(Excerpt):
++++

Last year, the state legislature ordered the Governors to evaluate the UNC system’s 240 centers and perhaps “thin the herd” a little. Three were ordered closed and eight placed on probation. The choice to close the Poverty Center was non-controversial, as most thought it should have been closed years ago.

Or it was non-controversial until Poverty Center director Gene Nichol began hurling accusations that it was politically motivated and an attack on academic freedom.

The closure had nothing to do with Nichol’s increasingly shrill attacks on the state’s Republican majority. But Nichol—an attention-seeking former aspiring politician who unsuccessfully ran for both the U.S. Congress and the U.S. Senate in Colorado—turned it into a political football.

The Poverty Center’s closure is not a First Amendment issue—except in the minds of Nichol and his supporters. He is as free as anybody else to say whatever he pleases when speaking as a private citizen who happens to be a law professor. He still writes columns in the North Carolina media. Nobody in North Carolina’s conservative community wants Gene Nichol silenced. Not only do we support his right to free speech, but we like having him as the voice of North Carolina progressives, as his reasoning tends to be sloppy and his rhetoric is abrasive.

In fact, in 2008, when he arrived back in North Carolina, 58 percent of the state legislature and 54 percent of the state’s Congressional delegation were Democratic; today, 36 percent and 23 percent are. He is a non-factor in state politics.

Nor has Nichol had his academic freedom violated. As the AAUP’s own documents attest, academic freedom means professors have responsibilities as well as rights. Just as it is inappropriate to introduce partisan politics into the classroom, it is inappropriate to turn an academic center subject to the spirit of open inquiry into one’s personal partisan soapbox, as did Nichol with the Poverty Center.

++++

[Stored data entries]

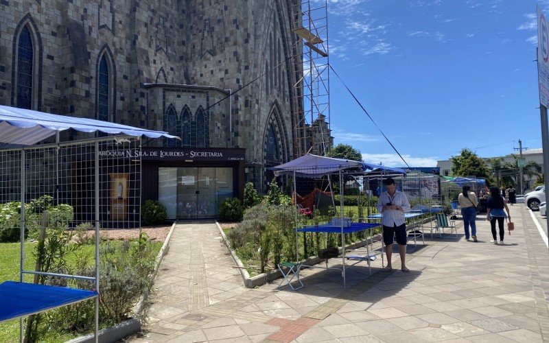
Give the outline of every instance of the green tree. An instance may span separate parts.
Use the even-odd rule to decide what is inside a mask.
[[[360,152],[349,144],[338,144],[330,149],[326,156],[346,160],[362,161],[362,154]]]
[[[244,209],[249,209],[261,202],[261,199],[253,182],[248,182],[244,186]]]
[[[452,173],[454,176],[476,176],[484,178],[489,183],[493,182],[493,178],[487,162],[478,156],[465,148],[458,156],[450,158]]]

++++

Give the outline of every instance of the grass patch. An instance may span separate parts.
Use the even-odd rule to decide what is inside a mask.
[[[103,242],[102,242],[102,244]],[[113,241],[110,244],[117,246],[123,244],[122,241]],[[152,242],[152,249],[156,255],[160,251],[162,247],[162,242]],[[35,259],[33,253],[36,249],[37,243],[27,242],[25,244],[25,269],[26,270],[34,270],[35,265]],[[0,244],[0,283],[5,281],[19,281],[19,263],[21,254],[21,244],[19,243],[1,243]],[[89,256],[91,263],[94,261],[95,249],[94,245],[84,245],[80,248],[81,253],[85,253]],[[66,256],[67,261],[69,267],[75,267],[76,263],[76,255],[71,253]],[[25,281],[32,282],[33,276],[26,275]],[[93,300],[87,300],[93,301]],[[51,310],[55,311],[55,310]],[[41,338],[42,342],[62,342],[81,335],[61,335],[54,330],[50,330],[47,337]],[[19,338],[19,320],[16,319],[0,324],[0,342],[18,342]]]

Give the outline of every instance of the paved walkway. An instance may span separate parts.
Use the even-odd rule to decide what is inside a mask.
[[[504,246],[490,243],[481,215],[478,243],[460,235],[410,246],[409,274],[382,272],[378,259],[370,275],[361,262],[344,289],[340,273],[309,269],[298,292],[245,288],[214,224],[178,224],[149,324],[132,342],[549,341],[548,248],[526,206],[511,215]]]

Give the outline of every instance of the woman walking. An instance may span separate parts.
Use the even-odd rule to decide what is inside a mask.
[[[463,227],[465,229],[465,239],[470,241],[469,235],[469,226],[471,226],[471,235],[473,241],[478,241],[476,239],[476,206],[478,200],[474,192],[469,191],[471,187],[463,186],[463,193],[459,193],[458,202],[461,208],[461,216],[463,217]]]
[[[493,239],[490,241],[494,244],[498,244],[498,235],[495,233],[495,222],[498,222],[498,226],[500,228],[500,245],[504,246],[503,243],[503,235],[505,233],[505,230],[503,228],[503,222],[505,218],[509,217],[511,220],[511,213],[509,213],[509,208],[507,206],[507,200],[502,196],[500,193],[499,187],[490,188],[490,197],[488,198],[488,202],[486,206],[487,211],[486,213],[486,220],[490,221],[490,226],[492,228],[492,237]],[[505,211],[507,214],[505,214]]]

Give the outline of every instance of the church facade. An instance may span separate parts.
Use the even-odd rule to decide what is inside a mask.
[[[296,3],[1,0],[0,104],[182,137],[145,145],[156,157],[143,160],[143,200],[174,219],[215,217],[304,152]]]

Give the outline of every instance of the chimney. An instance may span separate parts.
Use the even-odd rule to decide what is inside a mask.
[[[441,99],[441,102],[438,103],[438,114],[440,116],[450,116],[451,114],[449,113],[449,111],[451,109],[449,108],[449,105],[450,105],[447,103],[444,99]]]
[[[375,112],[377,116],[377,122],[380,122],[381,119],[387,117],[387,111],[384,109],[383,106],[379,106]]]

++++

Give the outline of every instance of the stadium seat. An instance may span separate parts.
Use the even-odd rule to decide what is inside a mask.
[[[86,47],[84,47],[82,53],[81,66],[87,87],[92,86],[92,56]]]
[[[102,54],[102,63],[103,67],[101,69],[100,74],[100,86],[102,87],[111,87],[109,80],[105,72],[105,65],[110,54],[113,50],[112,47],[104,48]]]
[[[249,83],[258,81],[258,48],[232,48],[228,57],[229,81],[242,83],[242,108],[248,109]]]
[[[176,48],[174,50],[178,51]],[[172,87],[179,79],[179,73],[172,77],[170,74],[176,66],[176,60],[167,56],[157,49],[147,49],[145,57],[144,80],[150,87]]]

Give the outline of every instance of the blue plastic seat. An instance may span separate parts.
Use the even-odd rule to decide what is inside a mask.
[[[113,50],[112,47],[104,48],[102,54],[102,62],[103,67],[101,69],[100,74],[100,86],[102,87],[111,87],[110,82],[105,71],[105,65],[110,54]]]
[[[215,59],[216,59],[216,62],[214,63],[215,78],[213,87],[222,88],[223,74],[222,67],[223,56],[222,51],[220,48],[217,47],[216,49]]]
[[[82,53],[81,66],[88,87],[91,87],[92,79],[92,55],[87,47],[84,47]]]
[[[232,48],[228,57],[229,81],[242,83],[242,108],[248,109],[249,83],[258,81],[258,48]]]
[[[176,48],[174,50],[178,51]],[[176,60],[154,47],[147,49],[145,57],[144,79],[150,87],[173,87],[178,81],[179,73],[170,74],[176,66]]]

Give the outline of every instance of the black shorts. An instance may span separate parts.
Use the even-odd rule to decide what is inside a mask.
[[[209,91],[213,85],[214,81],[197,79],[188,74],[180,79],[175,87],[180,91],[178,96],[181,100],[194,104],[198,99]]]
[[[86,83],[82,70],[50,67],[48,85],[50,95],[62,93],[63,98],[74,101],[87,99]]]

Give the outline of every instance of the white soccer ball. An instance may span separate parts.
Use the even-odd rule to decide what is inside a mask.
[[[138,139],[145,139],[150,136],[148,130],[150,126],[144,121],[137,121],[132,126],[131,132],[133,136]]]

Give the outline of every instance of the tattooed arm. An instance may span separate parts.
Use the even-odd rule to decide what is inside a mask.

++++

(Questions on the material):
1 - Answer these questions about the text on the Poverty Center closure, one per line:
(a) How many UNC system centers were the Governors ordered to evaluate?
(b) In which state did Nichol run for the U.S. Congress and the U.S. Senate?
(c) What percentage of North Carolina's Congressional delegation was Democratic in 2008?
2 - Sum up the text on the Poverty Center closure in two sentences.
3 - Proceed with the text on the Poverty Center closure, starting after its final sentence.

(Numbered responses):
1 -
(a) 240
(b) Colorado
(c) 54 percent

2 - After the state legislature ordered the Governors to evaluate the UNC system's 240 centers, the Poverty Center was closed, a choice that was non-controversial until director Gene Nichol called it politically motivated and an attack on academic freedom. The text argues that the closure was neither a First Amendment issue nor a violation of academic freedom, because Nichol remains free to speak as a private citizen and had turned the center into his personal partisan soapbox.

3 -
Nor can he claim that he was making extramural comments as a private citizen who happens to be a professor rather than as a center director, thereby giving him wider latitude. Many of his political attacks were published in his Raleigh News & Observer column entitled “Seeing the Invisible.” It was specifically about poverty, and his byline stated that he was “…director of the school’s Center on Poverty, Work and Opportunity.” He clearly wrote as the center director about the center’s specific subject matter. By also writing as a partisan, he clearly crossed a line beyond which there is no academic freedom.

As Mr. Wilson said, I have written approvingly of centers that have conservative origins. But those centers are not “overtly ideological,” as Wilson claims. I know of no case in which center directors with conservative origins at public universities write angry columns attacking Democratic politicians. Whereas Nichol openly admitted that he has an “agenda” of “advocacy,” those center directors scrupulously focus on their academic missions and avoid any hint of involvement with current politics because they know they have powerful adversaries ready to pounce at the slightest hint of partisanship.

And they indeed include a variety of views. For instance, Wade Maki, who runs the Program in Capitalism, Markets, and Morality at UNC-Greensboro, often includes readings by Karl Marx in his course “Markets and Morality.”

Nichol deliberately picked this fight. He could have done the right thing when ordered to close his center by opening up a 501(c)(3) non-profit organization, which would permit him to be as partisan as he likes. He could have fought openly in court, putting it all on the line.

Instead, he petulantly challenged the governance structure by reopening the center at the law school under a different name and structure. He openly stated that he will continue the activities of the Poverty Center—how then is it not a center? There are far too many puzzling and conflicting elements as to how the Poverty Fund was created out of the ashes of the Poverty Center to mention here—or to concede its legitimacy.

The Pope Center for Higher Education Policy will continue to ask questions about the new Poverty Fund. We expect Gene Nichol to submit to legitimate governance just like everybody else; there is nothing about his message that warrants special treatment.